Istruzioni e requisiti: Raccogli ogni riga qui sotto che contiene la parola "bridge" e ricopiala. Conta la differenza tra maiuscole e minuscole.

[Voci per etichettare la posizione degli oggetti]
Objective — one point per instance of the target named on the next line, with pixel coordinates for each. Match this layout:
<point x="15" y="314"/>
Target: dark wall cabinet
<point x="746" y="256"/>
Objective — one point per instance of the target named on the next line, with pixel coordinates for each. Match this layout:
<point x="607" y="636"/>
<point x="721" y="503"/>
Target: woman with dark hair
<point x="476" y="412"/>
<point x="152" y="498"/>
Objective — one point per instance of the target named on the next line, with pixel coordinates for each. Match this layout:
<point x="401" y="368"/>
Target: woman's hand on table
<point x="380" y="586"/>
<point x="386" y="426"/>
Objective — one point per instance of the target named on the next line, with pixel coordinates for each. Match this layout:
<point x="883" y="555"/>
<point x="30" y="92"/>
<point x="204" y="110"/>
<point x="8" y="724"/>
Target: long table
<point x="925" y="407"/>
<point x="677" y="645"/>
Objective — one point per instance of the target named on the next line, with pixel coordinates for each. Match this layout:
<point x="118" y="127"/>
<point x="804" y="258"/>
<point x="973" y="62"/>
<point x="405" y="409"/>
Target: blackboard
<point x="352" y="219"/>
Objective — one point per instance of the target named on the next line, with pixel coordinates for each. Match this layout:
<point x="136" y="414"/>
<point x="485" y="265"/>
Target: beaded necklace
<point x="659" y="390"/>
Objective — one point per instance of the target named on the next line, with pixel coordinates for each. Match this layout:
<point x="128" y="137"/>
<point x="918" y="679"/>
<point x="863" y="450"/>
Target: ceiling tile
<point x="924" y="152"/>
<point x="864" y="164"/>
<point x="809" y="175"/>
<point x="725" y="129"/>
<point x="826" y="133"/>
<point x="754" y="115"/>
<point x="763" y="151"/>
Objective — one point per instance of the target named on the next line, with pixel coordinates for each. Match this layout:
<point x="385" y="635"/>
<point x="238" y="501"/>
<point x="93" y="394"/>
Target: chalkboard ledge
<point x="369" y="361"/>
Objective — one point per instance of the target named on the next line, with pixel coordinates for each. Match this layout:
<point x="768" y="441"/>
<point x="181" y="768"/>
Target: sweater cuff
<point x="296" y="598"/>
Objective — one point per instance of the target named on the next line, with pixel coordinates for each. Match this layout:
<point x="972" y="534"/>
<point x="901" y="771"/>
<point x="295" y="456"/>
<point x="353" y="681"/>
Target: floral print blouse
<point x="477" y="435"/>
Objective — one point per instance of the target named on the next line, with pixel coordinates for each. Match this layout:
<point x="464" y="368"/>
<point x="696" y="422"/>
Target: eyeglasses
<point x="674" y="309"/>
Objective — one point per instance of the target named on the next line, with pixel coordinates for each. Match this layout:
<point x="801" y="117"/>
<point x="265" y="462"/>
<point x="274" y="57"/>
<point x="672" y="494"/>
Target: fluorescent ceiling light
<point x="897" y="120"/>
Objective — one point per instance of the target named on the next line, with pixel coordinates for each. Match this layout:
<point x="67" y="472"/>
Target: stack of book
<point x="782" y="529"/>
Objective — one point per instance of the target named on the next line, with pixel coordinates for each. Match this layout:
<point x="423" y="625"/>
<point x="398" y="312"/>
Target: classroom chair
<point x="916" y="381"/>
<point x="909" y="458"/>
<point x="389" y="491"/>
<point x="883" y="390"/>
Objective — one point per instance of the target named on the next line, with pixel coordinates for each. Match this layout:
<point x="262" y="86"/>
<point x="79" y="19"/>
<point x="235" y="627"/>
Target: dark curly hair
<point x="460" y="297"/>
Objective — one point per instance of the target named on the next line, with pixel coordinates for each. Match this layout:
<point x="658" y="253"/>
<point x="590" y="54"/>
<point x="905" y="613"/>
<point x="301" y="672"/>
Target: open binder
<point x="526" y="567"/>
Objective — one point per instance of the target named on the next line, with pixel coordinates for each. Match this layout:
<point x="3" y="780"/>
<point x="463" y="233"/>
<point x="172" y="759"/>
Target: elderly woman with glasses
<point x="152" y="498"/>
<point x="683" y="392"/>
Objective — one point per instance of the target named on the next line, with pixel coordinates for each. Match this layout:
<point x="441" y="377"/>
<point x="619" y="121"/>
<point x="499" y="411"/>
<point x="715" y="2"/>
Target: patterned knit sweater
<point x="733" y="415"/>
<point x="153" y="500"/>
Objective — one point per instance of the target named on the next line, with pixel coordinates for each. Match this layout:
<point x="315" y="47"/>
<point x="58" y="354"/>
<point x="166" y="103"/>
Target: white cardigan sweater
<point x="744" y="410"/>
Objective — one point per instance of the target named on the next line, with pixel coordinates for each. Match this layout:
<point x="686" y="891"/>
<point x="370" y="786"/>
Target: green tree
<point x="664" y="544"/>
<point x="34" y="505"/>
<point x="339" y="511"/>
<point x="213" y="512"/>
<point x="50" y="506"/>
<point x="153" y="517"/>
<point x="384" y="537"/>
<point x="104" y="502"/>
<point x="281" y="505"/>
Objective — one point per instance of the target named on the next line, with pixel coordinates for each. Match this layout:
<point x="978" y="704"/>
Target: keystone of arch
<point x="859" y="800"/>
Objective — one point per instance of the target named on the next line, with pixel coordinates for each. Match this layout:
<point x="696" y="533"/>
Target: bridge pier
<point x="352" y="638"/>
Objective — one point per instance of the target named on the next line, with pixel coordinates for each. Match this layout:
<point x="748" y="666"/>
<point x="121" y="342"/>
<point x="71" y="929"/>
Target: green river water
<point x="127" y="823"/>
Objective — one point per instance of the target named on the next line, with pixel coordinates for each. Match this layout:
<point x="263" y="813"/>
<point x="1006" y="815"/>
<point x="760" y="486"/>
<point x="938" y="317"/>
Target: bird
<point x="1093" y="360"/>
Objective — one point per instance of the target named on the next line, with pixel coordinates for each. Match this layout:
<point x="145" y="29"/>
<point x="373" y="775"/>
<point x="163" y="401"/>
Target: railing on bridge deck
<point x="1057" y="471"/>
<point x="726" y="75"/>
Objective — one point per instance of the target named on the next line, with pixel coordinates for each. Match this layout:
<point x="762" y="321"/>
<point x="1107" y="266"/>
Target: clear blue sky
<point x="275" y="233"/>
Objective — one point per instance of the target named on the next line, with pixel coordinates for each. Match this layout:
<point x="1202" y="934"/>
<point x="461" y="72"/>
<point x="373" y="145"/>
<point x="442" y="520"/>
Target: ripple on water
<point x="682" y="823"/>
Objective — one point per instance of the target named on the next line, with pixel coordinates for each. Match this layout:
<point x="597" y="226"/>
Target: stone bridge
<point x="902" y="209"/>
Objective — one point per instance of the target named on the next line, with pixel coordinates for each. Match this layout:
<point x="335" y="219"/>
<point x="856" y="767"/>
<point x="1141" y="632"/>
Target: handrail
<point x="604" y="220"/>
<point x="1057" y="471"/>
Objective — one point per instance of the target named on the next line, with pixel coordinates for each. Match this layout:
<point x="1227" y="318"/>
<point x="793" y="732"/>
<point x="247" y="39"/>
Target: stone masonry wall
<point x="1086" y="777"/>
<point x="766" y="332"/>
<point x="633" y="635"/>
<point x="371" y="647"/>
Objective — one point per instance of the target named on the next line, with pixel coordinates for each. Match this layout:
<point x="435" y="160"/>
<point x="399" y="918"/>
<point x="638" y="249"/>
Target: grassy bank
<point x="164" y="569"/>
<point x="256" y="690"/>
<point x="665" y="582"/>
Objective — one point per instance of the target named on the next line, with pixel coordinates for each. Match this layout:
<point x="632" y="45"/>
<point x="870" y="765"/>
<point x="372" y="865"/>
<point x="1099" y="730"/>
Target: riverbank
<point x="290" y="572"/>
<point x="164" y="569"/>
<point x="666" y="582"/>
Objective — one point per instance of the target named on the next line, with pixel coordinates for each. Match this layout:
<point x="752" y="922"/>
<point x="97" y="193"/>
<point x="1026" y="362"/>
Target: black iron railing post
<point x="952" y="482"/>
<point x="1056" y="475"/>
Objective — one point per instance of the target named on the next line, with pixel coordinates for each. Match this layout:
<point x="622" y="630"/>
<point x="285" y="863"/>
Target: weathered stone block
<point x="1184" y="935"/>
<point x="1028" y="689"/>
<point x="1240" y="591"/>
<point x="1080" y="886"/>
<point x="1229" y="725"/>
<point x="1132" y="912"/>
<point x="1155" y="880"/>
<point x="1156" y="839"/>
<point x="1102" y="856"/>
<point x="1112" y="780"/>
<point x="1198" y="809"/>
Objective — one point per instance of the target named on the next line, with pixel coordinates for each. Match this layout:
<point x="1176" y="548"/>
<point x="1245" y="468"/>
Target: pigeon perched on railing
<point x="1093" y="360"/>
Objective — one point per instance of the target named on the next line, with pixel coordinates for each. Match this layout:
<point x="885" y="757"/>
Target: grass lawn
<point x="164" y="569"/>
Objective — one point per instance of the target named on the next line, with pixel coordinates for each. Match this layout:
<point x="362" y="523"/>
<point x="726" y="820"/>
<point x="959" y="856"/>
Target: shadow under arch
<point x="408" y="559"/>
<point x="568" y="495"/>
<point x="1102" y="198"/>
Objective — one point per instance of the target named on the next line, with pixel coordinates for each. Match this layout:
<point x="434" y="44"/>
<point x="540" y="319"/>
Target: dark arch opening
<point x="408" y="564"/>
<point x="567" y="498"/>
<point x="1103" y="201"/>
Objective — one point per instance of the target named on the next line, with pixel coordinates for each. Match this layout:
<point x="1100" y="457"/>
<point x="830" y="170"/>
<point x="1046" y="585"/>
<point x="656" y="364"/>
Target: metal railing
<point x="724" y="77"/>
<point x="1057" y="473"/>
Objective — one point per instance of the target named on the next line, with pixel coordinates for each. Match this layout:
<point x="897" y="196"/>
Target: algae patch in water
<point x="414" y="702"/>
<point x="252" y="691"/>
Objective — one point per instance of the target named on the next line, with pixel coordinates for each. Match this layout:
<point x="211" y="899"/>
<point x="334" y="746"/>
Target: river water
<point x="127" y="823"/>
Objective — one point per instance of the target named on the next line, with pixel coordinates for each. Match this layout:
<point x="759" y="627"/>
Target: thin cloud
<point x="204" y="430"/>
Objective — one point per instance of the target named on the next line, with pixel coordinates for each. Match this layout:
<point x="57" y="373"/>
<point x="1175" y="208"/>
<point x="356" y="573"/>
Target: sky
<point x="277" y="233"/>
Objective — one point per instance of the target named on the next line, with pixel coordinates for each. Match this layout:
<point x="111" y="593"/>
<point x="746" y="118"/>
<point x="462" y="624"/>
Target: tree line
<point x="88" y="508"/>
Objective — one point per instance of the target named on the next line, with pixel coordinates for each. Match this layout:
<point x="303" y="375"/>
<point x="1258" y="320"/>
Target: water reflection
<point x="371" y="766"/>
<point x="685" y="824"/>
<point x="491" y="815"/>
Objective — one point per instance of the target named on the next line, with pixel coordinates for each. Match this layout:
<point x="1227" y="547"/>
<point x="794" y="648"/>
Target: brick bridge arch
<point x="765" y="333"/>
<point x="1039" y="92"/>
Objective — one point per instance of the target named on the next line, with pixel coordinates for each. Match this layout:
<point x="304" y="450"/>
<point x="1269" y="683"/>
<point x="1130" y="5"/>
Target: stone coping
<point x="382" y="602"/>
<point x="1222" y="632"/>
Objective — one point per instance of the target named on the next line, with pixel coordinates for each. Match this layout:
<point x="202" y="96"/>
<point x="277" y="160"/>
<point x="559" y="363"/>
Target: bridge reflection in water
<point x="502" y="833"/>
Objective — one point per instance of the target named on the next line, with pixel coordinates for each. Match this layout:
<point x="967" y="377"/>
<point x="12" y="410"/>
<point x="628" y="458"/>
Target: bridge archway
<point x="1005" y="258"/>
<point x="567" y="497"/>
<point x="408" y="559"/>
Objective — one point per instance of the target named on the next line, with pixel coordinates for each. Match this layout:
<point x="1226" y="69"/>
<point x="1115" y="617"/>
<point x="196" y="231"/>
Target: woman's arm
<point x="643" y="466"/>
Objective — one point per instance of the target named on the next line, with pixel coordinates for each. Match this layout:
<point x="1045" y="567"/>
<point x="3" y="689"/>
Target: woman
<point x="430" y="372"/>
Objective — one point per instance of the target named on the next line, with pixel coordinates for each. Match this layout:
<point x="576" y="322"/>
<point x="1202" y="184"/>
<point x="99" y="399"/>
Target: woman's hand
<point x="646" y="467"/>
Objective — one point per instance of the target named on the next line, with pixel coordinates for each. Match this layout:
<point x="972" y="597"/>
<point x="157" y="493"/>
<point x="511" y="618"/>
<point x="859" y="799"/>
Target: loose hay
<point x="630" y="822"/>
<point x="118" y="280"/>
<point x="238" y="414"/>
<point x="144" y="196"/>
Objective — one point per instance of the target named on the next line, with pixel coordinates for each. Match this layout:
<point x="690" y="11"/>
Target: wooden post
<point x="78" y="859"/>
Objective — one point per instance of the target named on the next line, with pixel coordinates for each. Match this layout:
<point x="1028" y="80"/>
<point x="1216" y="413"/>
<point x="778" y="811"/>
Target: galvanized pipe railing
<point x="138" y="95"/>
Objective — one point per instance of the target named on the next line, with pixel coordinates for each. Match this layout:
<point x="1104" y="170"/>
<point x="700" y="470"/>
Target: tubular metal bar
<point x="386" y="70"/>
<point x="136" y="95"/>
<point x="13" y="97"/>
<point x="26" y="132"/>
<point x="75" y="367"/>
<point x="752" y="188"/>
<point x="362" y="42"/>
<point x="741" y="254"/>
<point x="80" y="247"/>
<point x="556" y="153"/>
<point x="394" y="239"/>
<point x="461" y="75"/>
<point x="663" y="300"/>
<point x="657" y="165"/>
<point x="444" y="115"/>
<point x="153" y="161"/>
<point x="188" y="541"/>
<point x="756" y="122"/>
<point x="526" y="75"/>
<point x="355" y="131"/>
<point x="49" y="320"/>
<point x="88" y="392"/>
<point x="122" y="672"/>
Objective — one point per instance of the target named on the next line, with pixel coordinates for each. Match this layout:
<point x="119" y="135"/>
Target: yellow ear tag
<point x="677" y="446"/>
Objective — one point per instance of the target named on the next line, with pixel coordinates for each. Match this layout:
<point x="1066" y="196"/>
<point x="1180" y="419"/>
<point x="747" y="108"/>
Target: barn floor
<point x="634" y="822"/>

La risposta:
Target: bridge pier
Target: railing on bridge deck
Target: stone bridge
Target: brick bridge arch
Target: bridge reflection in water
Target: bridge archway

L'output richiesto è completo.